(Directions):
Copy every item below word for word, line by line, with no changes.

(Dataset rows):
───
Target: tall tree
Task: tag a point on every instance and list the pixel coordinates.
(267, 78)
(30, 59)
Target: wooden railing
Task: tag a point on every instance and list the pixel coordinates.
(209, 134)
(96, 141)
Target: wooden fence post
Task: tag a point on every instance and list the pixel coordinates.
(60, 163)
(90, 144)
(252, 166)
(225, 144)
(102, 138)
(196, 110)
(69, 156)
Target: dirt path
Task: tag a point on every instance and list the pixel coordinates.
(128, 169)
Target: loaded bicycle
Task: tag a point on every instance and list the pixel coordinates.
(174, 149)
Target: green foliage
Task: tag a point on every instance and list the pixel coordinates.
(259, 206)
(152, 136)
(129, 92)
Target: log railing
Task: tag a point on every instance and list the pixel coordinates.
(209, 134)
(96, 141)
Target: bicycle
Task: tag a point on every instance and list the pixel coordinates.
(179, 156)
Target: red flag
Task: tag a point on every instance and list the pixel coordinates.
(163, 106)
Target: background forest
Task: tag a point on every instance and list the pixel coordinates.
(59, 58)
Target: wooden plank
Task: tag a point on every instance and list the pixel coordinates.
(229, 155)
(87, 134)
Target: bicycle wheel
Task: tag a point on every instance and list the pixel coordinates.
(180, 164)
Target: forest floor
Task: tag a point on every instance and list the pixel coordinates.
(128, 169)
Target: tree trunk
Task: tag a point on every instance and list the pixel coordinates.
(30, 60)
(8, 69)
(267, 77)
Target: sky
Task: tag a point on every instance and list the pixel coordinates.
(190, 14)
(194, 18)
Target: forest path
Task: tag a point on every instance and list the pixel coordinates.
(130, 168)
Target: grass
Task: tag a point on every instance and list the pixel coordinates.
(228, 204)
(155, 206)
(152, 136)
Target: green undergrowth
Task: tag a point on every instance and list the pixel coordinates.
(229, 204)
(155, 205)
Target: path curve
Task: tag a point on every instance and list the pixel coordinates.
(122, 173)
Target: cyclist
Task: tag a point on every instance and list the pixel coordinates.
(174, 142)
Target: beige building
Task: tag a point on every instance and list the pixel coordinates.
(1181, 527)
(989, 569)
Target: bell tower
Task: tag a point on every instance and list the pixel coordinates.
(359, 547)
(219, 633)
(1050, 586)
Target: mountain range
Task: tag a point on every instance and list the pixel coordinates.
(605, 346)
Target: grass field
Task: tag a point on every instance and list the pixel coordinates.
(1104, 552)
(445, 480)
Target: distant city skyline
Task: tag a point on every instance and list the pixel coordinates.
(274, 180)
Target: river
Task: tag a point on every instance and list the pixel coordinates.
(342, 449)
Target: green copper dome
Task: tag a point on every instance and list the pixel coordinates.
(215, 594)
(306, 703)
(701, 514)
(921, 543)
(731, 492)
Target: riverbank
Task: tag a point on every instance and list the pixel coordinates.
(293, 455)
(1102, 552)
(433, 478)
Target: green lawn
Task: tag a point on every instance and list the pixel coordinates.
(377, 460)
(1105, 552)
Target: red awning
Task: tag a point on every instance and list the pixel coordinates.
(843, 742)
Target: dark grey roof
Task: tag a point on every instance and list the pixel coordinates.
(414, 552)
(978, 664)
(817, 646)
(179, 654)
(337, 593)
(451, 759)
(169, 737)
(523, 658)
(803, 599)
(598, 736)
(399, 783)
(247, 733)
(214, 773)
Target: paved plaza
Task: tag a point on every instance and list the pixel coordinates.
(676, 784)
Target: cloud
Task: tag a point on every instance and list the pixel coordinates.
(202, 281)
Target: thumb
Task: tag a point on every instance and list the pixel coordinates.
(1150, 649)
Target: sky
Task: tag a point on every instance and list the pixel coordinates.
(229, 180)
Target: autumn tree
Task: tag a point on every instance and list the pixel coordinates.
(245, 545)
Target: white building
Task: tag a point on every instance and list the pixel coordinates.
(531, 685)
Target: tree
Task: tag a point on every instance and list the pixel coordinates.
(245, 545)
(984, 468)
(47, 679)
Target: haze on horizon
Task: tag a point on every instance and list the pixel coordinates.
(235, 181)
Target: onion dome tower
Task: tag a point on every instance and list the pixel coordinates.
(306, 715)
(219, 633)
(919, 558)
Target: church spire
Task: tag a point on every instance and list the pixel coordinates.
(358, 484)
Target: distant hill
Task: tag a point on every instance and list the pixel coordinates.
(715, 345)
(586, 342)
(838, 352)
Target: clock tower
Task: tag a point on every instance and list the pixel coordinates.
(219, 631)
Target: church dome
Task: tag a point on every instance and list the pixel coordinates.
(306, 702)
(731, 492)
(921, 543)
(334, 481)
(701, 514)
───
(Task solution):
Target: tall tree
Task: tag a point on every instance and list the pixel coordinates.
(267, 78)
(30, 59)
Target: wooden railing
Task: tag a point on every instance and list the pixel coordinates.
(209, 134)
(96, 141)
Target: wooden fence post
Task: tag a point on every instance and list the pixel coordinates.
(60, 163)
(90, 144)
(252, 166)
(225, 144)
(102, 138)
(196, 110)
(69, 156)
Target: dirt path
Task: tag a point on every instance and list the pixel coordinates.
(128, 169)
Target: loaded bicycle
Task: tag a point on every instance and list the pixel coordinates.
(174, 149)
Target: green foliage
Task: tag a point on every instance and list the pixel coordinates.
(259, 206)
(152, 136)
(129, 92)
Target: log railing
Task: tag a point on every instance and list the pixel coordinates.
(209, 134)
(96, 141)
Target: bicycle
Task: tag a point on every instance and list the pixel coordinates.
(179, 156)
Target: red flag
Task: tag a point on every instance and list the pixel coordinates.
(163, 106)
Target: background forest
Task: tag a point on every instance and list the pixel coordinates.
(59, 58)
Target: wooden plank
Task: tag a point on every instance and list the pixel coordinates.
(229, 155)
(87, 134)
Target: bicycle wheel
Task: tag a point on every instance and list the pixel coordinates.
(180, 164)
Target: forest floor
Task: tag a point on every instance and list the pixel coordinates.
(128, 169)
Target: tree trunk
Task: tag a point on every instance and list the pixel coordinates.
(30, 60)
(8, 69)
(267, 77)
Target: sky
Task: tag a point on every instance and list the pixel coordinates.
(190, 14)
(194, 18)
Target: forest path
Task: tag a point on every instance and list the pixel coordinates.
(130, 168)
Target: grass
Task: tag a point on every instance and list the pixel coordinates.
(228, 204)
(155, 206)
(152, 136)
Target: green undergrowth
Task: tag a point on every instance and list the pixel coordinates.
(229, 204)
(155, 205)
Target: path curve
Task: tag a point on every instance and list the pixel coordinates.
(122, 173)
Target: cyclist
Task: tag a point on every instance and list the pixel coordinates.
(174, 142)
Target: beige building
Task: tag a point on every instance and list the pixel coordinates.
(1181, 527)
(989, 569)
Target: bell tower
Task: tag a point on every instance and list the pixel coordinates.
(359, 547)
(219, 633)
(1050, 586)
Target: mountain range
Task: tag a point on every instance and list the pixel coordinates.
(605, 346)
Target: grass field
Task: tag a point on every instance and list the pixel coordinates.
(1104, 552)
(445, 480)
Target: distant city skyline
Task: tag a point on every instance and list the pixel coordinates.
(274, 180)
Target: river
Task: tag a point on every instance and list the pixel coordinates.
(342, 449)
Target: green copper dome
Task: tag a point on every instance and list the pixel coordinates.
(215, 594)
(306, 703)
(701, 514)
(921, 543)
(731, 492)
Target: riverbank
Task: tag a point on every instance and list the pixel coordinates.
(293, 455)
(1102, 552)
(433, 478)
Target: green lawn
Task: tag a point on every instance and list the pixel coordinates.
(377, 460)
(1105, 552)
Target: red awning
Task: tag a point on every instance and list the pixel coordinates.
(843, 742)
Target: dark grey roof
Task: tag a point on every instance and list the pixel coordinates.
(414, 552)
(978, 664)
(817, 646)
(179, 654)
(337, 593)
(451, 759)
(169, 737)
(523, 658)
(803, 599)
(598, 736)
(399, 783)
(247, 733)
(214, 773)
Target: paved plaza
Task: tag a point on every instance and list the pixel coordinates.
(676, 784)
Target: cloud
Task: tag a point on every instance and list the pixel coordinates.
(202, 281)
Target: thumb
Task: tag a point on every instance and list the pixel coordinates.
(1150, 649)
Target: sky
Task: tag a point on every instance and list the pixel coordinates.
(229, 180)
Target: autumn tree
Task: tag a point on every instance and list the pixel coordinates.
(245, 545)
Target: white building
Task: tag a point on every instance and list the pixel coordinates.
(531, 685)
Target: tree
Task: tag a point on every instance and list the pixel coordinates.
(245, 545)
(984, 468)
(47, 679)
Target: haze on horizon
Task: tag a point on every instance and list the pixel coordinates.
(235, 181)
Target: onion dome tower
Task: tag a point on every instance and list the pixel coordinates.
(306, 715)
(219, 633)
(919, 558)
Target: church spire
Task: tag a point on every instance and list the pixel coordinates.
(358, 484)
Target: distant hill
Task: tag a point on every instance and list the pixel coordinates.
(715, 345)
(586, 342)
(838, 352)
Target: clock tower
Task: tag a point on every instance and list the pixel coordinates.
(219, 631)
Target: church dome
Task: tag a point on every instance and list the pixel coordinates.
(306, 702)
(731, 492)
(921, 543)
(334, 481)
(701, 514)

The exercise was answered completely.